- REQUISITOS DO EXERCÍCIO: Dê continuidade ao texto sobre a justiça em Sócrates e Aristóteles, começando logo após a última frase apresentada.

- TEXTO DE LEITURA:
Sócrates propõe que a justiça deve ser procurada como um bem a ser desejado, como sendo o certo a se buscar, por si mesmo, pelo desejo de realizar o bem. Essa seria a conduta correta a ser seguida. Em seu ideal, diz que a justiça deve ser igualada à aquela exclamada pelos poetas e artistas, como um bem supremo e de infinita beleza.

2. Os modos e os objetivos da justiça

Em “A ética de Nicômaco”, Aristóteles propõe uma indagação a respeito do que realmente significa ser justo ou injusto, bem como discorre sobre os diversos sentidos destes dois opostos e os objetos utilizados para a execução da justiça. Para o autor, o conceito de injustiça materializa-se tanto na figura do transgressor da lei, quanto na daquele que, por qualquer meio, obtêm vantagem de forma ilícita ou mesmo imoral, agindo assim de forma iniqua. Evidentemente em contraponto, existe a figura daquele cidadão virtuoso, respeitador das leis e mantenedor de elevados ideais de moral e ética, visando por meio desta o bem comum e personificando o conceito de justo.

A justiça, portanto, demonstra-se como uma certa forma de virtude perfeita e completa, pois pode servir assim não somente para si próprio, mas também em relação ao outro, sendo assim um bem alheio, dizendo respeito a toda sociedade e não somente ao indivíduo. Aristóteles descreve, de certa forma poeticamente, sobre esta característica como: “a mais importante das virtudes; nem a estrela da noite, nem aquela da manhã são tão admiráveis”. Sendo assim um bem alheio, visto que a justiça é posta como uma forma de virtude, por outro lado a injustiça é um vício, não somente parcial, mas completo, pois, assim como seu oposto, afeta todo o ciclo de convivência do indivíduo que a comete, prejudicando o convívio harmonioso em sociedade.

A justiça é alcançada a partir do momento em que agir de maneira ética se torna um hábito comportamental do sujeito que a pleiteia. O autor defende que agir compactamente de maneira ética é a “receita” para criação de um indivíduo virtuoso – ou seja, justo. A justiça seria dividida em dois métodos principais: a justiça geral e a justiça particular, sendo que esta possui ramificações.

Aristóteles compreendia justiça geral como sendo a pura e simples observação do cumprimento da legislação, por possuírem como objetivo o adimplemento do bem comum e da felicidade geral. É curioso interpretar que o termo “legislação” não compreende apenas a lei positiva, mas também a lei não escrita. Esta seria amplamente priorizada em detrimento daquela, na sociedade grega onde o filósofo se encontrava.

Por justiça particular, o filósofo definia como sendo aquela age com objetivo de igualar as partes envolvidas, subdividindo-se entre justiça distributiva – a simples repartição de bens, segundo o mérito de cada indivíduo – e justiça correlativa. Neste caso, surge a necessidade de envolvimento de um terceiro, alheio às partes, que deve decidir sobre o que cada um tem ou não direito, onde a figura do juiz ditaria o que é justo.

- Registros de anotação de pontos:
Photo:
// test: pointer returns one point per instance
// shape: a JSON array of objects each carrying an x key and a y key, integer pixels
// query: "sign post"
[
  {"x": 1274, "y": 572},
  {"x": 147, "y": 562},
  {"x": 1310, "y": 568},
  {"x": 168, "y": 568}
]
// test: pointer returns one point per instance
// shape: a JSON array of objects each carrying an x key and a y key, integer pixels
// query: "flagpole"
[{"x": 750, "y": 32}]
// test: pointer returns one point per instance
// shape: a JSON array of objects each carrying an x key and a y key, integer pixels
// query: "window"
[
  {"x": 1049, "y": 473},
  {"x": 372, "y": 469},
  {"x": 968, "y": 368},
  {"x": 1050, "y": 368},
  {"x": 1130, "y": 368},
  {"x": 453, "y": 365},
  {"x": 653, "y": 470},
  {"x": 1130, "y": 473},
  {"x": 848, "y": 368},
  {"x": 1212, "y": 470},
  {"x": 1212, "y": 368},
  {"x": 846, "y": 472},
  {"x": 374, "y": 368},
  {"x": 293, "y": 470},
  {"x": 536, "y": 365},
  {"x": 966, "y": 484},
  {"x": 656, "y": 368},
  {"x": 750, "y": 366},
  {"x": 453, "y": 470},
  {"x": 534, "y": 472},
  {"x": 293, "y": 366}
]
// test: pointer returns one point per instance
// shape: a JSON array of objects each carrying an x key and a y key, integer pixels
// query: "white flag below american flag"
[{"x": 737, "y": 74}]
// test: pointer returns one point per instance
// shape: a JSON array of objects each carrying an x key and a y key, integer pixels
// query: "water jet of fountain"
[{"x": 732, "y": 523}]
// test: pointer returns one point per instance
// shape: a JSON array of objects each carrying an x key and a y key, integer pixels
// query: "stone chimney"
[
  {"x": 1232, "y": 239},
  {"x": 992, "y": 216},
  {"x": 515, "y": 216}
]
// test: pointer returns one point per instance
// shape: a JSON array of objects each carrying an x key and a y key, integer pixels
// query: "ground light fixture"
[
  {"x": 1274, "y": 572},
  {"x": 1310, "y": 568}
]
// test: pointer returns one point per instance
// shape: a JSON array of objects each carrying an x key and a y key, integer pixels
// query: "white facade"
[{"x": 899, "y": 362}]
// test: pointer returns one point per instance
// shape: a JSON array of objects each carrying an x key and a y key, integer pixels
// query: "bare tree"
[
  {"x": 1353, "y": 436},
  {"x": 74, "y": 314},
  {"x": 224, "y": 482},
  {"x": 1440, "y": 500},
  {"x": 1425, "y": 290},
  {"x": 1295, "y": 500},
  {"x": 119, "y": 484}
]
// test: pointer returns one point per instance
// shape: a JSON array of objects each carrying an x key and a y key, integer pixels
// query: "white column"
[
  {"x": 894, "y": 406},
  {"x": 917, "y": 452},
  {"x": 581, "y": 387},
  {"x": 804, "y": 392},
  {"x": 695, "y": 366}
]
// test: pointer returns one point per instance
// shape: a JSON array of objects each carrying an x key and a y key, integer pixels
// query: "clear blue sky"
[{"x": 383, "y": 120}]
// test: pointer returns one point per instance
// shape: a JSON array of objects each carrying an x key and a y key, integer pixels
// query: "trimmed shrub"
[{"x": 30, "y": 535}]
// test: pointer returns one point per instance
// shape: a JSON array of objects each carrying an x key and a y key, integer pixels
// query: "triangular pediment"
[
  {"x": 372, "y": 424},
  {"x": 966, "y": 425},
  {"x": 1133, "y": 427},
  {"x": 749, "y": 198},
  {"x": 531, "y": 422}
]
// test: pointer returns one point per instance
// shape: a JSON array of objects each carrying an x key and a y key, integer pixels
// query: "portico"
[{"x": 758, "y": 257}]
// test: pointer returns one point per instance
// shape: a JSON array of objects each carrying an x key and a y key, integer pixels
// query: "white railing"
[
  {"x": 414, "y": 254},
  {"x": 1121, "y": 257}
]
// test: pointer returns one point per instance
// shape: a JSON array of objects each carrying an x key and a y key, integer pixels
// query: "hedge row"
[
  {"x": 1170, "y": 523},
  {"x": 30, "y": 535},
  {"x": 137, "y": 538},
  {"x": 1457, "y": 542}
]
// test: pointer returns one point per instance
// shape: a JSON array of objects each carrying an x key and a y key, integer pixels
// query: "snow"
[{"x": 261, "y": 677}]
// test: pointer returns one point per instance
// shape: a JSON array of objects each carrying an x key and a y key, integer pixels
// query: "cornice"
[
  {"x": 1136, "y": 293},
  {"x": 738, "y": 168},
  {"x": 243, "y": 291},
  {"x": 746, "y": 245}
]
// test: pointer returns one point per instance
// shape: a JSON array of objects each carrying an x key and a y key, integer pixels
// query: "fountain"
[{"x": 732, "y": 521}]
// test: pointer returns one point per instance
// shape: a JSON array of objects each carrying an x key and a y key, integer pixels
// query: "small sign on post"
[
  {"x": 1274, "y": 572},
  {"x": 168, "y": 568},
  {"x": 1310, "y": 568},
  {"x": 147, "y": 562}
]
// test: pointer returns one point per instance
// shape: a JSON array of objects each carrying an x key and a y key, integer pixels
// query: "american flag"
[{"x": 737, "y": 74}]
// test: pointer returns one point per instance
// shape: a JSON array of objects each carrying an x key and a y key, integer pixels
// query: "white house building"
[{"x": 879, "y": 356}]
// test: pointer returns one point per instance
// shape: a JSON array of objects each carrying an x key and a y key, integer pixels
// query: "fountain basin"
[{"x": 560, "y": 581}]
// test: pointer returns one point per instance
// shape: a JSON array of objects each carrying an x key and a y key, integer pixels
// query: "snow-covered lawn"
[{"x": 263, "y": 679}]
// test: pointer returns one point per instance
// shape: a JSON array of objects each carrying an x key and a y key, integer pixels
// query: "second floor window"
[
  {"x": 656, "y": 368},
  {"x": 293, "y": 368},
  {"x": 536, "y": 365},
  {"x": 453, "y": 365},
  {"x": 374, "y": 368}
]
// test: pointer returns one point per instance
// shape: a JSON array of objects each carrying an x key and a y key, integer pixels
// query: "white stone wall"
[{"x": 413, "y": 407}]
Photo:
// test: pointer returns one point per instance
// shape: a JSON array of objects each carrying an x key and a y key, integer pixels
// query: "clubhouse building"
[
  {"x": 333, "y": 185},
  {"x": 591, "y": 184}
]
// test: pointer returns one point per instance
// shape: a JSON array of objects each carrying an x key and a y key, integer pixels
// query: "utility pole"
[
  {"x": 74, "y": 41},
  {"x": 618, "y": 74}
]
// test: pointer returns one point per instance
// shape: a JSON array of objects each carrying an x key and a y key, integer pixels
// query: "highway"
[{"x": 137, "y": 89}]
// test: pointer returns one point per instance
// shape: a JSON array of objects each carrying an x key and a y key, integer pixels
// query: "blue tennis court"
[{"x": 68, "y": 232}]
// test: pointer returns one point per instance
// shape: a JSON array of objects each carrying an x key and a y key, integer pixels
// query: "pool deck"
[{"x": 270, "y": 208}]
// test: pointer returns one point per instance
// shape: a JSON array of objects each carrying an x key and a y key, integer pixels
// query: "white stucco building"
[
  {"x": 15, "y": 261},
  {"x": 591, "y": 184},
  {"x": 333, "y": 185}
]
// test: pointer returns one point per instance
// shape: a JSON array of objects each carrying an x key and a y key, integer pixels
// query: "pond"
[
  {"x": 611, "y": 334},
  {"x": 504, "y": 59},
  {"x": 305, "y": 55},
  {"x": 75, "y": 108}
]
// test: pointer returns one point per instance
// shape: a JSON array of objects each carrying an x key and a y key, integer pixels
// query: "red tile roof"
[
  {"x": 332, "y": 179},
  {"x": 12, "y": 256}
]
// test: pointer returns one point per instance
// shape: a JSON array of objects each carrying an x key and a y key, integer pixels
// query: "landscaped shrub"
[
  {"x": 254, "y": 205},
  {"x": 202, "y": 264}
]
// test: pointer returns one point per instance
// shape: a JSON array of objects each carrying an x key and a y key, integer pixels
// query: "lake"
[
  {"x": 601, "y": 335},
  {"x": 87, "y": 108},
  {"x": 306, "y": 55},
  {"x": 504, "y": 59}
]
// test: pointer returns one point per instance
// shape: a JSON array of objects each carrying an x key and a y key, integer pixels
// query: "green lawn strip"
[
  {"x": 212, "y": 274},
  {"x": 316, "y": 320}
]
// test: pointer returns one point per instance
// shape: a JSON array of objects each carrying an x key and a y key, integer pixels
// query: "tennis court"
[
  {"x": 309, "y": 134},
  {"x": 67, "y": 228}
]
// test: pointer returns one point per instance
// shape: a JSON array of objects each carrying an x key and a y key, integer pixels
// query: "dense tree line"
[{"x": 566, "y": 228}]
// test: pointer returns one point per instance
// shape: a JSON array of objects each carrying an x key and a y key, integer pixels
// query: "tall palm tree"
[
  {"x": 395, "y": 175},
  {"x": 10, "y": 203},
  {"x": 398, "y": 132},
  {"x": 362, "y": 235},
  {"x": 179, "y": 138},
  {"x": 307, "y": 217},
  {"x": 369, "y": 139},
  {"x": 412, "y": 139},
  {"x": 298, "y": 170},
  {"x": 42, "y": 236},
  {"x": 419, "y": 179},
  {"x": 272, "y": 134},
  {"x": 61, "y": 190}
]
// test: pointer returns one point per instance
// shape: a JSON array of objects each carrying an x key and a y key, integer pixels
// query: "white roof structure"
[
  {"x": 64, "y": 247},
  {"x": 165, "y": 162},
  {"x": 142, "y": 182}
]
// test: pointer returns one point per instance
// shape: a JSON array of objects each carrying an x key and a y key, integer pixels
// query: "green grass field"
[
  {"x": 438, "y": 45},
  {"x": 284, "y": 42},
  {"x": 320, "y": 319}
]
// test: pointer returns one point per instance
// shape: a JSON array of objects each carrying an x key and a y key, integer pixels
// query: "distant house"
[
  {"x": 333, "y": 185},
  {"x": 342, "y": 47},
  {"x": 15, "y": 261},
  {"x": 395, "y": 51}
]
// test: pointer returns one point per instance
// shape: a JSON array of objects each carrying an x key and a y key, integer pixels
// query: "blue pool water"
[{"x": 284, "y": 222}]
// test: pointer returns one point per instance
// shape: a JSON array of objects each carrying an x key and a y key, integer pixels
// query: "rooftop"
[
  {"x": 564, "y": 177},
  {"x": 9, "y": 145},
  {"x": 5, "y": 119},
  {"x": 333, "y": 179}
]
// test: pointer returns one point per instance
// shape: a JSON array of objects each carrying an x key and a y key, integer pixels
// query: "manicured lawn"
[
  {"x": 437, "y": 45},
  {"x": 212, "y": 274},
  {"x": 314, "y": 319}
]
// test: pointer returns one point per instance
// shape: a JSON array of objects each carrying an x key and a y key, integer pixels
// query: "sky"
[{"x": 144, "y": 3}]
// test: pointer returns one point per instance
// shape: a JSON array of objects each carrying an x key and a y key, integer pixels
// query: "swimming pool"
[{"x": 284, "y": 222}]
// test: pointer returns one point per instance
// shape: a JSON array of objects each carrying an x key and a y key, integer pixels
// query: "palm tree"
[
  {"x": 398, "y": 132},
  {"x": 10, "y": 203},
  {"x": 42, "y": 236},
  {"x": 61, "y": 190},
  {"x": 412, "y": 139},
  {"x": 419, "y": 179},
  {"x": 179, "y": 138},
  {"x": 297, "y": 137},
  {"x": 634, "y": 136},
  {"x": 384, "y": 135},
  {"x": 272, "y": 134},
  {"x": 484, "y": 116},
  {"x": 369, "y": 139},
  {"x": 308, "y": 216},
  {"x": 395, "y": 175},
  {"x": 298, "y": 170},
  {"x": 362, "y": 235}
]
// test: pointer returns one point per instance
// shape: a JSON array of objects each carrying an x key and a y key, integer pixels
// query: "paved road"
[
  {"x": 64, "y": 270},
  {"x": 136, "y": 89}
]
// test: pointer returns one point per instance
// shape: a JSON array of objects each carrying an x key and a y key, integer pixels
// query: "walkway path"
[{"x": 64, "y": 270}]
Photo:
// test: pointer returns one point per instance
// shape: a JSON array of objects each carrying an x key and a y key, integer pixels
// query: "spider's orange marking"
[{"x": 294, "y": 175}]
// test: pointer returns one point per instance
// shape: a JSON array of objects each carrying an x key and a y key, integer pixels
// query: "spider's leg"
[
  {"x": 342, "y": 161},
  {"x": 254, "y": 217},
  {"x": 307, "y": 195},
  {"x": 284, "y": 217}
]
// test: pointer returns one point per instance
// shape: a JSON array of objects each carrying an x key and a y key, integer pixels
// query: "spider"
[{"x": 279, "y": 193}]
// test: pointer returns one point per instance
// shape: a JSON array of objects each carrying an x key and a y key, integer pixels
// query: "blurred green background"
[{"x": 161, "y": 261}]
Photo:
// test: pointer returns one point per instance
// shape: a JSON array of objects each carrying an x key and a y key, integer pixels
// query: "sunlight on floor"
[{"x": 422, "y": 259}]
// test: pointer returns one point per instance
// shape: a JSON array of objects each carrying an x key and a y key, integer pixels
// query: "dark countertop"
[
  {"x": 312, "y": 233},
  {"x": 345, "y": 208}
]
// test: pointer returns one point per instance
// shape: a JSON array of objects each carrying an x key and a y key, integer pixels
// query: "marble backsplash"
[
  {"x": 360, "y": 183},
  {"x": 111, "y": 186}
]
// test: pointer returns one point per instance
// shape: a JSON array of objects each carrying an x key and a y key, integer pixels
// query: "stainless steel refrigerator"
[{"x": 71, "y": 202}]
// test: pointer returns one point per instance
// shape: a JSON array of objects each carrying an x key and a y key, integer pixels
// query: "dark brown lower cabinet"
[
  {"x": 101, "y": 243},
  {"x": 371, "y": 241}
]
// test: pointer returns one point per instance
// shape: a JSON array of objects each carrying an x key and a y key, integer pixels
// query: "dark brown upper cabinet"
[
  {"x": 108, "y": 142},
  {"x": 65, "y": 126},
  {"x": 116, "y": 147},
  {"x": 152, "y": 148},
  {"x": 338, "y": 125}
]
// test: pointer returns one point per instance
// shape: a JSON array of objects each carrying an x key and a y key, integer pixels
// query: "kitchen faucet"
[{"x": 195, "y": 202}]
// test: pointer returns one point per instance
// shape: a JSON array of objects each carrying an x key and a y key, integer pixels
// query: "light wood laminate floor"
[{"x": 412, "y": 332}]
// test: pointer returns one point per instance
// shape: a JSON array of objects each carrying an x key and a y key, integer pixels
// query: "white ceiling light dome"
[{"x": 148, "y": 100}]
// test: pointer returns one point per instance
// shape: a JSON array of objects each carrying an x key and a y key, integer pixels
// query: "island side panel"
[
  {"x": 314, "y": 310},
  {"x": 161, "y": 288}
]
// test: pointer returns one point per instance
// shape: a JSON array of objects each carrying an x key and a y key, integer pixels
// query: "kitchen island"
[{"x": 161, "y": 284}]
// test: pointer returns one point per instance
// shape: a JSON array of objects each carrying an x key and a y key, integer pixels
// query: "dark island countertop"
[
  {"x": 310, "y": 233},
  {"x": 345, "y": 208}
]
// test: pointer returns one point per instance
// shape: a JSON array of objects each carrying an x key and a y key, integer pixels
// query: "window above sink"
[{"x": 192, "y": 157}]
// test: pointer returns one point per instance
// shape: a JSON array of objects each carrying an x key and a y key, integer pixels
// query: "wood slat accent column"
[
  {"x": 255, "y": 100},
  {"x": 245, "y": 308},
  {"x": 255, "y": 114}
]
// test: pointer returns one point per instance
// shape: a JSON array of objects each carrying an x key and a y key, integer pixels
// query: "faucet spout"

- A RESPOSTA:
Conclusão

Justiça, sob a ótica dos antigos, possui conceituações diversas da que usualmente se impõe, em tempos modernos, mas as raízes desse pensamento são facilmente avistadas, quando analisadas profundamente. Platão, propondo a ideia de que a justiça é a base de todas as virtudes humanas, não implica que apenas os filósofos (detentores do conhecimento) seriam justos; pelo contrário, seguindo o princípio de “dar a cada um aquilo que lhe é próprio”, utilizado como conceito central da organização de sua república, o autor especifica que uma sociedade justa é aquela onde seus componentes trabalham conforme sua aptidão. Seguindo esse ideal, a própria sociedade, com indivíduos justos, formaria um Estado justo, demonstrando esse viés antropológico que a justiça possui.

A visão aristotélica também apresenta esse elemento antropológico, no sentido de definir o que é justo. A questão de justiça, em “Ética de Nicômaco”, é abordada como uma virtude estritamente humana, não se prendendo em aspectos meramente legais e positivos. Dessa maneira, para Aristóteles, ser justo é uma disposição de caráter e o sentido de justiça não pode ser simplesmente definido em uma terminologia específica.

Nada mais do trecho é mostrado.